YOUR GOAL: Go through the material and pull out every line with the string "opening" in it.
== AVAILABLE DATA
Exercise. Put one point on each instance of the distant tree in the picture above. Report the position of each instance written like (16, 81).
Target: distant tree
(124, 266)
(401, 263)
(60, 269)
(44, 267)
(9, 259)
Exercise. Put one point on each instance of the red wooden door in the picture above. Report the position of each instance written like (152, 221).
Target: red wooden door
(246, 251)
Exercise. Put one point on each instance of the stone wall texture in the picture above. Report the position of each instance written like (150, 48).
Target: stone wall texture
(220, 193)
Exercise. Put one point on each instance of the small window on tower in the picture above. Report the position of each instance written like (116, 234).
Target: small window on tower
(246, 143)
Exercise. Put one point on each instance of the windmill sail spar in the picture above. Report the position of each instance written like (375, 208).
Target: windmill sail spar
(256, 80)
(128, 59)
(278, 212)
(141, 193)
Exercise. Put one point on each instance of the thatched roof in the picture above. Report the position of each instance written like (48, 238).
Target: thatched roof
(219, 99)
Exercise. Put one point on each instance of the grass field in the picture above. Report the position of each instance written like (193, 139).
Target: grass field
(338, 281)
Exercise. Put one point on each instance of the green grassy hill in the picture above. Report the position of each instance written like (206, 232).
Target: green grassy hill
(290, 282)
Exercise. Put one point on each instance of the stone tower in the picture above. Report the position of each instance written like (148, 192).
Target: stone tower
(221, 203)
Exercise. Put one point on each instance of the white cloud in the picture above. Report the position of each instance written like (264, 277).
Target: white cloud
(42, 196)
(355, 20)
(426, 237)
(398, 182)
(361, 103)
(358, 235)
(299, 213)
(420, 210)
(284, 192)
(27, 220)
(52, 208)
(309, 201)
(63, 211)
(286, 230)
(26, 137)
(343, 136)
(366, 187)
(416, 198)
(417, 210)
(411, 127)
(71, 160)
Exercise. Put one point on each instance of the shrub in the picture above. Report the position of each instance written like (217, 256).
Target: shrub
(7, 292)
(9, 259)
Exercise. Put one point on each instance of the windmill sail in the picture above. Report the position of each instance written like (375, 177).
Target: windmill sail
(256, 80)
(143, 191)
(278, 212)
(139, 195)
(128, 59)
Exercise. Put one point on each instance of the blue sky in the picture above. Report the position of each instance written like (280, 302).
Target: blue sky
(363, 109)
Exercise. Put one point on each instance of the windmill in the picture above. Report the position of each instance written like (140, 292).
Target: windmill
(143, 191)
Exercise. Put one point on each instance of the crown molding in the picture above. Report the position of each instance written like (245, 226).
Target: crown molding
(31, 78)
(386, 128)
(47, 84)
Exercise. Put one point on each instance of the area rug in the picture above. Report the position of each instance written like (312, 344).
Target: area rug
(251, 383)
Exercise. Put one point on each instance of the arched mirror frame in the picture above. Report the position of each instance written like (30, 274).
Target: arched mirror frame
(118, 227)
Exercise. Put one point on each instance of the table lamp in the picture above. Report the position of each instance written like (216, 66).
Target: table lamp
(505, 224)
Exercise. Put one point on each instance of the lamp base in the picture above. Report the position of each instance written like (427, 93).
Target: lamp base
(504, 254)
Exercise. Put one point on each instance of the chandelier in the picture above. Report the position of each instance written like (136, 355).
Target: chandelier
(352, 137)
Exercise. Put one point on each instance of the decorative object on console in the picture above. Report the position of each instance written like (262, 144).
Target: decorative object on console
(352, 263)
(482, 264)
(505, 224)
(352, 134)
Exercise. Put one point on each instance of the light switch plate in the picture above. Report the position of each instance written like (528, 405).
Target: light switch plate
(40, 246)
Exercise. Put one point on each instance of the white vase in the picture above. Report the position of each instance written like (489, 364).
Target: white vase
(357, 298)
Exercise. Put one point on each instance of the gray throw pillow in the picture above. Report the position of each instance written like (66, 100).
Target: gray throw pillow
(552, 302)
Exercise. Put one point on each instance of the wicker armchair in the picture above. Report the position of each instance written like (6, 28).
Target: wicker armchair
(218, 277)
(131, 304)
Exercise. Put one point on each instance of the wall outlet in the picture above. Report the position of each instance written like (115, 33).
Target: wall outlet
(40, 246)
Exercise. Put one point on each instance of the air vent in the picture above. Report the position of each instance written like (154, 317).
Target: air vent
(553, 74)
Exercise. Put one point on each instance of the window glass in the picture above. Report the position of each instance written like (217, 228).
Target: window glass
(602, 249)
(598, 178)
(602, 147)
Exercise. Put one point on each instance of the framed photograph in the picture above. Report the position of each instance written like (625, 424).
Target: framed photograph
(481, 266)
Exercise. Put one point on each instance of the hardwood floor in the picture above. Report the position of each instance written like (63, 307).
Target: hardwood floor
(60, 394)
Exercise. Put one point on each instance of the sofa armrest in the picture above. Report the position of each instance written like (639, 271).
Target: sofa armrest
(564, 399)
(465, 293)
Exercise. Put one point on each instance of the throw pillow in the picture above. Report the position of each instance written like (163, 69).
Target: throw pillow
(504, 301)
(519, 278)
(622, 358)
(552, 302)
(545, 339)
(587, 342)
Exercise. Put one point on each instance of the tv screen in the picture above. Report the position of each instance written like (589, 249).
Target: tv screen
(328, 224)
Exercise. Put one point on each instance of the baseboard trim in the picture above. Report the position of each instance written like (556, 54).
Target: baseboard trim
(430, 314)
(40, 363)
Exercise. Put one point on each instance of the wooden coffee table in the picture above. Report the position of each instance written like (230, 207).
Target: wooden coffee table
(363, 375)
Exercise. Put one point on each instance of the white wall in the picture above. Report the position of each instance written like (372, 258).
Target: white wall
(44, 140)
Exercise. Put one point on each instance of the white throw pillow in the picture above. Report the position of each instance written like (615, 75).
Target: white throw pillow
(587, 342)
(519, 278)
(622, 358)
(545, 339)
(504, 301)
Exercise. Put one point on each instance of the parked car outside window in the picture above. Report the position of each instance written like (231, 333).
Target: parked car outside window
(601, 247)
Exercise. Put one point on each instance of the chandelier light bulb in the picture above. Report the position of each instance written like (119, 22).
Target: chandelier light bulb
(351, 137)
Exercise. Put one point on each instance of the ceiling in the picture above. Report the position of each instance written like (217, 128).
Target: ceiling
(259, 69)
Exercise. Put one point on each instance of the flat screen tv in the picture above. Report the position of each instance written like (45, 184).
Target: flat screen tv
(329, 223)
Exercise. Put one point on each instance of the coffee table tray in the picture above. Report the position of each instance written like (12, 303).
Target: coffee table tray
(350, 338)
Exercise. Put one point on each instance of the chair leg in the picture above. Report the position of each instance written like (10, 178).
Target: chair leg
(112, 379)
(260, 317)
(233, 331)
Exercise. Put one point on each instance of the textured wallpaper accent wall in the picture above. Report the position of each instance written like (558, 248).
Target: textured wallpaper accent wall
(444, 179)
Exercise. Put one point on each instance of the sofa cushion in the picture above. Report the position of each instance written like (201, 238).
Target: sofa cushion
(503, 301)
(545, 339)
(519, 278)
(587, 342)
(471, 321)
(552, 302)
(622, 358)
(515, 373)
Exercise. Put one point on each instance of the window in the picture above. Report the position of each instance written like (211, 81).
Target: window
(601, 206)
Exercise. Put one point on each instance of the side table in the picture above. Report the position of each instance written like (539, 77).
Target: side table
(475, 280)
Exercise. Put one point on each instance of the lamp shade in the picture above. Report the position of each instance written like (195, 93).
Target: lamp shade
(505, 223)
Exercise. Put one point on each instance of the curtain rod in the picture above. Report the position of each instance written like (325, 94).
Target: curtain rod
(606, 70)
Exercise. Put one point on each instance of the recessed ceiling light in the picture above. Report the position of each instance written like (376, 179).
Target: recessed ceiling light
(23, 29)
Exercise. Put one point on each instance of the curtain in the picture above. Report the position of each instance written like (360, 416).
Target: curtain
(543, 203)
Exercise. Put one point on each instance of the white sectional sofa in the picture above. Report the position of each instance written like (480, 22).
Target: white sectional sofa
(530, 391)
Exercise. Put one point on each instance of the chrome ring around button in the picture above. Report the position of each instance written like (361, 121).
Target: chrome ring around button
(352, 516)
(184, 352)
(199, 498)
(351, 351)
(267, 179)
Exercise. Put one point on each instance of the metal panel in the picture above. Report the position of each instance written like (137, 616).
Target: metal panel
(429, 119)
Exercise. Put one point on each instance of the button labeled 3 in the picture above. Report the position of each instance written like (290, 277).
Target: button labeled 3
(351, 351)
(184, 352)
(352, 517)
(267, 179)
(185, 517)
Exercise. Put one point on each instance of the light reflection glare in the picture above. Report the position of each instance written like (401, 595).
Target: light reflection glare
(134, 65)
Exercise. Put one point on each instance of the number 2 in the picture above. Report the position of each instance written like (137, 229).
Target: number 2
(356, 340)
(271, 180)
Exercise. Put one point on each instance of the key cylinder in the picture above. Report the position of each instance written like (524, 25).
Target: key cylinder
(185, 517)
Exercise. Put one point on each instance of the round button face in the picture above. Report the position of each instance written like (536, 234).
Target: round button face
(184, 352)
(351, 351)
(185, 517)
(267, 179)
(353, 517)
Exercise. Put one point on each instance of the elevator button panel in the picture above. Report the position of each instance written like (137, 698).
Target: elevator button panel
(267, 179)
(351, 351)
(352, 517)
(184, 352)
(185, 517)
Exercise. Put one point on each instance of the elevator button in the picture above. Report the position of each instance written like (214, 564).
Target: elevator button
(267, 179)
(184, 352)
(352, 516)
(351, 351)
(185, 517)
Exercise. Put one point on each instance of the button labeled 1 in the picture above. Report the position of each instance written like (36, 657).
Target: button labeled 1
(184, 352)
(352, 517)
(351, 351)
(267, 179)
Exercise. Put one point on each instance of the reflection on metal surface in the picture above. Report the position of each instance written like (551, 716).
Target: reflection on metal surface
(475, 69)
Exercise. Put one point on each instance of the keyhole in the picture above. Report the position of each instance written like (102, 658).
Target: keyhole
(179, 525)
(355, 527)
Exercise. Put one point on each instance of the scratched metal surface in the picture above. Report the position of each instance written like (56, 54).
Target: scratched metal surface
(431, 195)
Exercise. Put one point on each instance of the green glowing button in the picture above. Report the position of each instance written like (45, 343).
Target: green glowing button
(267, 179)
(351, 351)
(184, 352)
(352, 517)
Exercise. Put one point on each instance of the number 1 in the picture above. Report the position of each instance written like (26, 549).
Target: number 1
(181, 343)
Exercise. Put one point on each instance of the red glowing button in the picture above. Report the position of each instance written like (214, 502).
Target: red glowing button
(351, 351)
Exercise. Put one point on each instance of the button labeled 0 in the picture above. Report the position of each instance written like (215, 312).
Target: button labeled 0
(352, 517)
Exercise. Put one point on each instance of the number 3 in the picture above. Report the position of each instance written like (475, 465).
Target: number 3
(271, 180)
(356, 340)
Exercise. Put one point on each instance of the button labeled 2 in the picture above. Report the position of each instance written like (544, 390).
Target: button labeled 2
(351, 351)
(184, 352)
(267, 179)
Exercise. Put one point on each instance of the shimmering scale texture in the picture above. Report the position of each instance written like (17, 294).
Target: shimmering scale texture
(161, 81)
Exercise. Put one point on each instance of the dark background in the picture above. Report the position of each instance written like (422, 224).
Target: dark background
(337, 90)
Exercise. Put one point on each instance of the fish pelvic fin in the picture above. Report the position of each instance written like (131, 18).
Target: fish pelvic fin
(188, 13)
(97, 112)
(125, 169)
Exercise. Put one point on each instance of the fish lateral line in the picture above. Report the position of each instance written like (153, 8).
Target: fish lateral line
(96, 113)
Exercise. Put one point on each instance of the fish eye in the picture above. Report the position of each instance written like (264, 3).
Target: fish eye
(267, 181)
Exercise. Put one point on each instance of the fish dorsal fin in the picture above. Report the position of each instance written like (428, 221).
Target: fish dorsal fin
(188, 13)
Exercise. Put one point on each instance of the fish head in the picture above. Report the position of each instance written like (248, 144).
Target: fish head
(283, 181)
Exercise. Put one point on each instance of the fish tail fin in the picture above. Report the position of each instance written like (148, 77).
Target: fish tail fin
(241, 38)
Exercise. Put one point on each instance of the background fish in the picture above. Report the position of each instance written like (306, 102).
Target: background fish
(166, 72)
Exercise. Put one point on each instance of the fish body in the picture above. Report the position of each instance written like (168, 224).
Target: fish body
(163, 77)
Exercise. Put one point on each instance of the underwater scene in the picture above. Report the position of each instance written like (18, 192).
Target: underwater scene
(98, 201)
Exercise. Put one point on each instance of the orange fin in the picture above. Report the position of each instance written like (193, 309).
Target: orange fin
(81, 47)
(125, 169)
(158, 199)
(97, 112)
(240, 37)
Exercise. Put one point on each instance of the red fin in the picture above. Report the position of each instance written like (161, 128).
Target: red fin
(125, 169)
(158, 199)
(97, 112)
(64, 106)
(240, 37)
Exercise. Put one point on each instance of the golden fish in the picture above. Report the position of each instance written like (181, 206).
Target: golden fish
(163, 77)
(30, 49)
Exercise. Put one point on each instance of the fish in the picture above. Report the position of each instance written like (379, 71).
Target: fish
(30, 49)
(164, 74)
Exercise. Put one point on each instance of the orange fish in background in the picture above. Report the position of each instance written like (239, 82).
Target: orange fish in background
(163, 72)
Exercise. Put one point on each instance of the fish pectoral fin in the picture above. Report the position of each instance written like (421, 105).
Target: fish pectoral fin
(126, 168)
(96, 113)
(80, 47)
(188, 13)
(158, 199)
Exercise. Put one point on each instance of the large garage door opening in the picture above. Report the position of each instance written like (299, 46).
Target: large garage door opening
====
ANSWER SECTION:
Exercise. Put one point on each instance of the large garage door opening in the picture above. Report the position of each instance written like (299, 46).
Target: large garage door opening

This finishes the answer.